▶ **Kutipan Teks**:
--
PENDAHULUAN
AKULTURASI.
Istilah akulturasi berasal dari bahasa
Latin acculturate yang berarti “tumbuh dan berkembang bersama”. Secara umum,
pengertian akulturasi (acculturation) adalah perpaduan dua buah budaya yang
menghasilkan budaya baru tanpa menghilangkan unsur-unsur asli dalam budaya
tersebut. Misalnya. proses percampuran dua budaya atau lebih yang saling
bertemu dan saling memengaruhi. Sedangkan, menurut Koentjaraningrat, akulturasi
adalah proses sosial yang terjadi bila kelompok sosial dengan kebudayaan
tertentu dihadapkan pada kebudayaan asing yang berbeda. Syarat terjadinya
proses akulturasi adalah adanya persenyawaan (affinity) yaitu penerimaan
kebudayaan tanpa rasa terkejut. Syarat lainnya adalah adanya keseragaman
(homogenity) seperti nilai baru yang tercerna akibat keserupaan tingkat dan
corak budayanya.
Indonesia. Jauh sebelum masuknya
kebudayaan Hindu, masyarakat Indonesia telah memiliki kebudayaan yang cukup
maju. Unsur-unsur kebudayaan asli Indonesia telah tumbuh dan berkembang dalam
kehidupan masyarakat Indonesia. Masuknya pengaruh Hindu-Buddha ke Indonesia
telah membawa perubahan dalam berbagai aspek kehidupan masyarakat Indonesia.
--
▶ **Tugas**:
a: Menurut teks tentang akulturasi, mengapa nilai baru dapat tercerna dalam syarat keseragaman (homogenity)?
b: Sebutkan semua istilah berbahasa asing yang muncul dalam teks tentang akulturasi.

(Serangkaian daftar)
--
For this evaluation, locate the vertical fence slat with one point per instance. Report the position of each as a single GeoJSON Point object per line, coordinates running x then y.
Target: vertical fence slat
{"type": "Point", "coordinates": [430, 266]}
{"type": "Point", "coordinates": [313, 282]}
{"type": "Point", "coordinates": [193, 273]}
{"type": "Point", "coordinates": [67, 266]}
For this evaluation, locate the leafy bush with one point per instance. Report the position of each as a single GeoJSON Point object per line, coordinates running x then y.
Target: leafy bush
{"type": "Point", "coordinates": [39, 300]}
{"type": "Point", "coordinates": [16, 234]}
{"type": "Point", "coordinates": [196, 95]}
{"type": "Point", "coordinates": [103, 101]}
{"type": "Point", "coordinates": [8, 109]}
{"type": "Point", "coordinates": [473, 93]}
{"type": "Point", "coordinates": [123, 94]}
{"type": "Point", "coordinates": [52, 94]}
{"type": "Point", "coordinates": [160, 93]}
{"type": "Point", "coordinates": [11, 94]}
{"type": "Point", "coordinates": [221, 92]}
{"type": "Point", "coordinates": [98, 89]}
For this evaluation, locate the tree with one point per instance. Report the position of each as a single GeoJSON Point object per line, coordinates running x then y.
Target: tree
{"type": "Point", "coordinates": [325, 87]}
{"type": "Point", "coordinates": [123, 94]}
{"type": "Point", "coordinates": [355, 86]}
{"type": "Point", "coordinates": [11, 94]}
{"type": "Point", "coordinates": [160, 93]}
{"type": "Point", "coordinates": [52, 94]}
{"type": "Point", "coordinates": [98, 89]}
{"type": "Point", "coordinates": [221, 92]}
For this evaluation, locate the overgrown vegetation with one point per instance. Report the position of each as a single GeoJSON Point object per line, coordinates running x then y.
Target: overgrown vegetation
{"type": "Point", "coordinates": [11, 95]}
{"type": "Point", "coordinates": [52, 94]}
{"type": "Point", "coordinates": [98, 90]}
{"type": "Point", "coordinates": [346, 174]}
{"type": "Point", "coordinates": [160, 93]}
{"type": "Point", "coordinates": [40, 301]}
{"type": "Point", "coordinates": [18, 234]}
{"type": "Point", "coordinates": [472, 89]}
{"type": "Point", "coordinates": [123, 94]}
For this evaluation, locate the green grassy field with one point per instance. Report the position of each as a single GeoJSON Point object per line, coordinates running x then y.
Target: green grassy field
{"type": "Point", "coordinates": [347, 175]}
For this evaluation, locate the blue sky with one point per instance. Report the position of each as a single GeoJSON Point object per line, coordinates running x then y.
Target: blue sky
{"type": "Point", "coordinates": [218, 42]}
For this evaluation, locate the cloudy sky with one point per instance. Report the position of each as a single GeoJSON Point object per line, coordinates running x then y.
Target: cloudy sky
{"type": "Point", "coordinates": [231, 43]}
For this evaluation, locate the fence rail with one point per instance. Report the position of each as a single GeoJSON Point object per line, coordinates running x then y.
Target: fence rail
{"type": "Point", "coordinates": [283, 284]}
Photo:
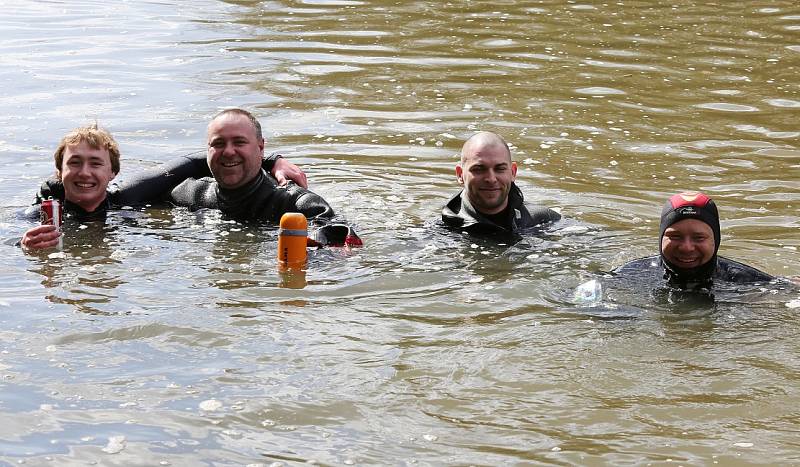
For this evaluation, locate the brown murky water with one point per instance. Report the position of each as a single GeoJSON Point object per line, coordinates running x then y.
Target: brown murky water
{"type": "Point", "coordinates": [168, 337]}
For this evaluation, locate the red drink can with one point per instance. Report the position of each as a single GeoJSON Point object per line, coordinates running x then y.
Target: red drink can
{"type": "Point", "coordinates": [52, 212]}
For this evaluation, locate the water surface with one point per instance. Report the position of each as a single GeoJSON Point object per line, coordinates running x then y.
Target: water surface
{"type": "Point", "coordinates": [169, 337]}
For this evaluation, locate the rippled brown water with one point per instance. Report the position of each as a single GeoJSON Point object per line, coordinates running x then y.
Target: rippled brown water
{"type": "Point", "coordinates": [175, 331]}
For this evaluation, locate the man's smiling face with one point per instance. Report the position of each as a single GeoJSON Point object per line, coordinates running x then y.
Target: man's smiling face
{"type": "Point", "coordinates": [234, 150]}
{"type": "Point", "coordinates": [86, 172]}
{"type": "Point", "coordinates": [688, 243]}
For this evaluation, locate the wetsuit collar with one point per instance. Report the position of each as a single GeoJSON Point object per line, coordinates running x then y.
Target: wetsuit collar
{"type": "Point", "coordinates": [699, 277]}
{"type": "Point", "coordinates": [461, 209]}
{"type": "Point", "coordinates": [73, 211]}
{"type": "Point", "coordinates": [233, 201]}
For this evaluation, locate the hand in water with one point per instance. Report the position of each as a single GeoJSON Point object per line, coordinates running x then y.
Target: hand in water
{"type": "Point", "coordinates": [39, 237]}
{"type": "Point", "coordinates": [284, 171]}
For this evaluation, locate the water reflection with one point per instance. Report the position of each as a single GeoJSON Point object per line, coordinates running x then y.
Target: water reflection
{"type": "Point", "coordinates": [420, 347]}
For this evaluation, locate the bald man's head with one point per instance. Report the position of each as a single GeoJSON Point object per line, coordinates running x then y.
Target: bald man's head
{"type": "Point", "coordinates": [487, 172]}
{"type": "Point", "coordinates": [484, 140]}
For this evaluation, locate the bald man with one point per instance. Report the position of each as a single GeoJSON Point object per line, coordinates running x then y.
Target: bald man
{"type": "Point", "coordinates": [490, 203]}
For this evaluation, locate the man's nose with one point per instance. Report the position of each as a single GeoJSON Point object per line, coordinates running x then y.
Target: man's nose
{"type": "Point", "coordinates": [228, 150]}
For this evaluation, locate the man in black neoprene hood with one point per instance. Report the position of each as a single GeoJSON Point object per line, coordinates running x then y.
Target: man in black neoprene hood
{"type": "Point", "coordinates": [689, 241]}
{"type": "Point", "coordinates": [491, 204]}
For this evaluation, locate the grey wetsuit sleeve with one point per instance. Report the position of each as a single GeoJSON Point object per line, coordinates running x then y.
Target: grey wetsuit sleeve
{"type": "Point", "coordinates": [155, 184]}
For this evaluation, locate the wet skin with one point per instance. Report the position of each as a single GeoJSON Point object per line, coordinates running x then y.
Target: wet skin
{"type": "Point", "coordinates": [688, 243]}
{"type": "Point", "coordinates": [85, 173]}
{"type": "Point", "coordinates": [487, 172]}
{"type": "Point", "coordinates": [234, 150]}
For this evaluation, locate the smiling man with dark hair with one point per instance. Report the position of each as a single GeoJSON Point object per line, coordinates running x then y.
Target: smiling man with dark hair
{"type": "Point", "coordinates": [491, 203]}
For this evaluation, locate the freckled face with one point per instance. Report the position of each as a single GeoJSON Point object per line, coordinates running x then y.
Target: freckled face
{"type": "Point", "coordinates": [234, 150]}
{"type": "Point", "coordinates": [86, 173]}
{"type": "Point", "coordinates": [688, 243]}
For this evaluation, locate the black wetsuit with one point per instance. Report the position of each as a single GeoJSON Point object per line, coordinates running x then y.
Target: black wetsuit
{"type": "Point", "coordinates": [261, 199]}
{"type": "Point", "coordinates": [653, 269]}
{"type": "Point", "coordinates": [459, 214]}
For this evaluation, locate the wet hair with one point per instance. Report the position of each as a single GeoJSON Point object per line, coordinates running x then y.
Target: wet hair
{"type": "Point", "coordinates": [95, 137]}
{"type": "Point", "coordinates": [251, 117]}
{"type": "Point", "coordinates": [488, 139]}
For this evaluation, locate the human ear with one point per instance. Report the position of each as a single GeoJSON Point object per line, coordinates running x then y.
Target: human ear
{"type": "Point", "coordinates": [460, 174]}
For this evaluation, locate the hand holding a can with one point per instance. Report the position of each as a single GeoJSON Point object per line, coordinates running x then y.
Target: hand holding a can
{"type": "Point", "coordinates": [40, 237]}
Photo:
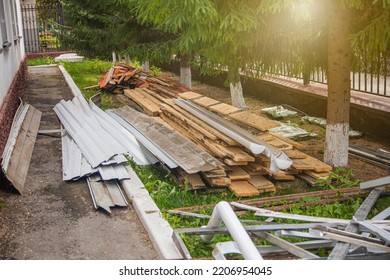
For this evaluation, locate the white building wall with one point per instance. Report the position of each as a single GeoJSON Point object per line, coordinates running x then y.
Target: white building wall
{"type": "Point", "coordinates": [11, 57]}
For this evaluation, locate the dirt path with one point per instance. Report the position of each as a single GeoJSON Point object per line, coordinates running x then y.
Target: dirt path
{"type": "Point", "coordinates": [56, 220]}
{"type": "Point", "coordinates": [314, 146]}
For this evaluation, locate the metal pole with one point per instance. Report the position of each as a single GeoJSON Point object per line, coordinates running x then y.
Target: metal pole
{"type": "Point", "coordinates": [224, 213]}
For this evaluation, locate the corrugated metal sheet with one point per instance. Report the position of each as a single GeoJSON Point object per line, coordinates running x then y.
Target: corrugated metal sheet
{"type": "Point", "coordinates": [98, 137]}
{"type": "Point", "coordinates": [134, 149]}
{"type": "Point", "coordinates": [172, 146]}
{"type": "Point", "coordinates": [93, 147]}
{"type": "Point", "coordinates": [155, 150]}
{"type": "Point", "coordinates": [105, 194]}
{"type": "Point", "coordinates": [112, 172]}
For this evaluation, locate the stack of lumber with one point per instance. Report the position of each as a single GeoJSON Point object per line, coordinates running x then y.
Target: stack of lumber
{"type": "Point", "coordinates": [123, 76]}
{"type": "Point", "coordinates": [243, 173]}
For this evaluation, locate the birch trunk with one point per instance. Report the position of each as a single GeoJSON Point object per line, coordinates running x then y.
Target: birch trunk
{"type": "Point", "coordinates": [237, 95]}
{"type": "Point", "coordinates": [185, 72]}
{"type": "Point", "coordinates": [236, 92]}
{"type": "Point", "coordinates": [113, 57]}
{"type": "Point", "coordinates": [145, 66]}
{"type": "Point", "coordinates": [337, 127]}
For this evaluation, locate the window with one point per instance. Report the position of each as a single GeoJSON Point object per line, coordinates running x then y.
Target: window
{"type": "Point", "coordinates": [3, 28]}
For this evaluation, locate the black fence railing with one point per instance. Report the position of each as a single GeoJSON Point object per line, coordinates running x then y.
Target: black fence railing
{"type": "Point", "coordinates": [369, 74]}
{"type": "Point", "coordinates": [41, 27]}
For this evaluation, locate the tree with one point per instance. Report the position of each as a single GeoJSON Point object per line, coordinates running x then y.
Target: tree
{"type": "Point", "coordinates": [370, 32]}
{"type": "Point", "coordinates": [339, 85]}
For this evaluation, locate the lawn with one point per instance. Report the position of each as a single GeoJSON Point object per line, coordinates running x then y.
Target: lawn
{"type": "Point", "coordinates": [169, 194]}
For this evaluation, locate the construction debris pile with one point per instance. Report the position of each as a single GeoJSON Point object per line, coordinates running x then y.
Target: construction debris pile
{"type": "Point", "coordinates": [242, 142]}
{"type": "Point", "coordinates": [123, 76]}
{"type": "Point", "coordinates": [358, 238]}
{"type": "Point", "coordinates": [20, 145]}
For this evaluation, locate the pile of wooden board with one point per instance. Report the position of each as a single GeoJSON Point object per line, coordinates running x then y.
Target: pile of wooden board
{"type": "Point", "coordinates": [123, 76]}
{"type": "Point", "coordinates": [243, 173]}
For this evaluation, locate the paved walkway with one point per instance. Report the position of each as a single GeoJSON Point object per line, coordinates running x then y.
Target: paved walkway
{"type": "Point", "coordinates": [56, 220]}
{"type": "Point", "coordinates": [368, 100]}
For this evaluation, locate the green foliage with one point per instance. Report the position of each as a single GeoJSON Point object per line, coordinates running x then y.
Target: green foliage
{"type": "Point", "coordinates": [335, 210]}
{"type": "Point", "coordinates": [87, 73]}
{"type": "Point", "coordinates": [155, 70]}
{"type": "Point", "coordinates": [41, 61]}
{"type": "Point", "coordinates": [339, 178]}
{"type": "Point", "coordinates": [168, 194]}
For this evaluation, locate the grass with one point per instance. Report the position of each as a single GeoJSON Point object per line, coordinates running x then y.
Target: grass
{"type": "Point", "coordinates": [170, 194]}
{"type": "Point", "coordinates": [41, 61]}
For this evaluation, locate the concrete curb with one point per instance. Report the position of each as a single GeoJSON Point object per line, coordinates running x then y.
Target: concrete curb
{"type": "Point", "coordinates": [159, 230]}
--
▶ **Jawaban**:
a: Nilai baru dapat tercerna karena tingkat dan corak budayanya serupa.

b: acculturate, acculturation, affinity, homogenity